▸ **Selected passage**
--

I love flowers and gardens, and I love this verse. I think the hot, dry wind of the Southwest can sometimes suck the very life out of you, and life’s struggles can weigh us down. So, it’s good to hear the voice of the Lord in Isaiah. He will guide; He will satisfy; He will strengthen.
Winter is over, and it’s time to drink deep—deep into the Word of God. Hear Isaiah’s voice once again, settle back, take a deep breath, and find strength in His Word:
The LORD will guide you always; he will satisfy your needs in a sun-scorched land and will strengthen your frame. You will be like a well-watered garden, like a spring whose waters never fail.








Thursday, April 10, 2014

From Genesis to Now: Judgment


Dear Christa—
From Genesis to Now: Judgment
I wonder when Jesus stopped being Mary’s son and became her Lord. It did happen. There had to have been a change, slow or fast, when Mary no longer looked at Jesus as a child she bore and raised and recognized him for who is was and is—Creator God.

--

Pointing data for referring expressions
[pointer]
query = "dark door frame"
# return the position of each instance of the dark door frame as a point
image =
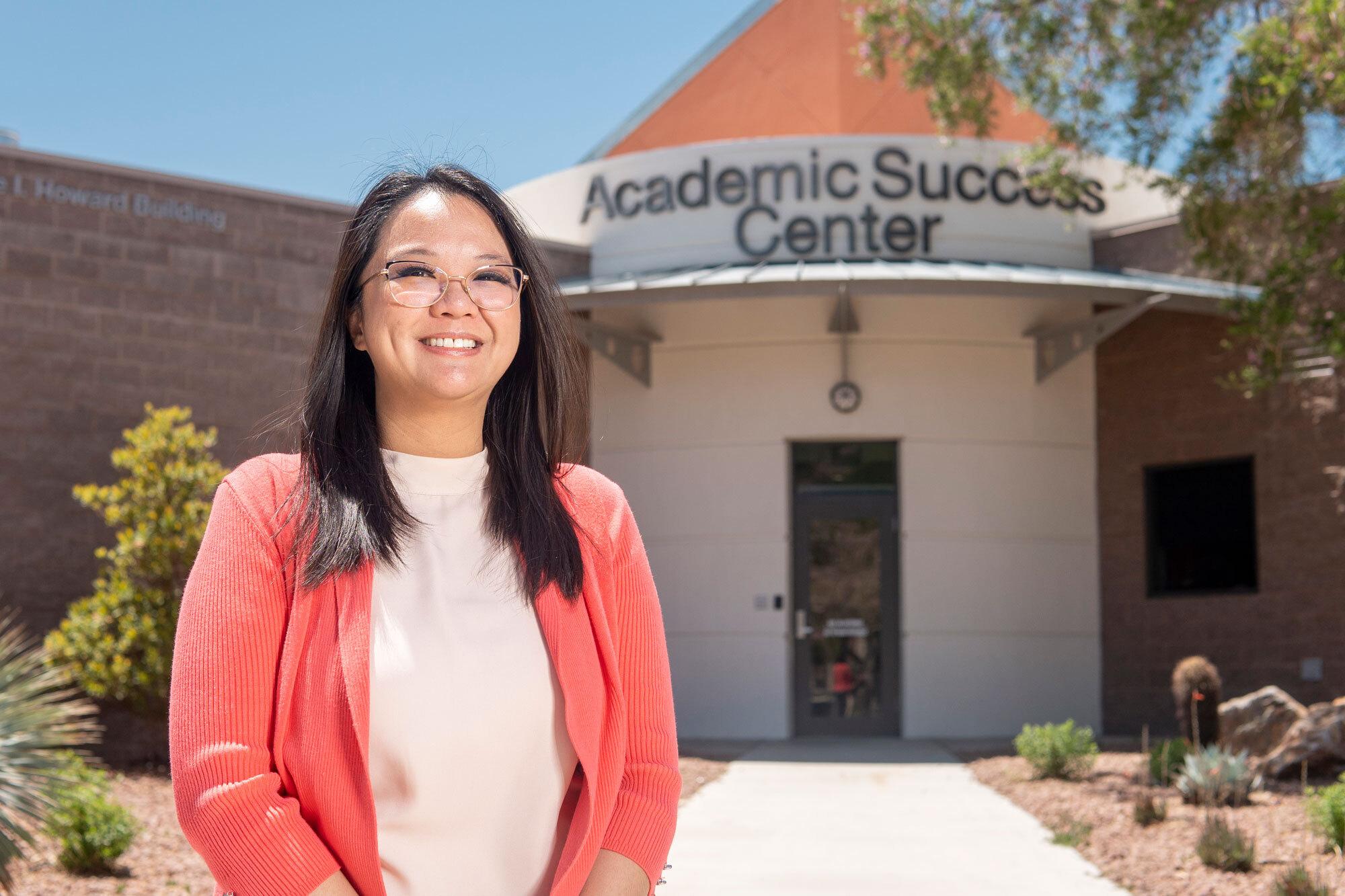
(848, 503)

--

▸ **Goal of the exercise**
Reproduce the part of the devotional passage between "I love flowers" and "He will strengthen.", inclusive. The lines have nothing to do with this.

▸ **Written answer**
I love flowers and gardens, and I love this verse. I think the hot, dry wind of the Southwest can sometimes suck the very life out of you, and life’s struggles can weigh us down. So, it’s good to hear the voice of the Lord in Isaiah. He will guide; He will satisfy; He will strengthen.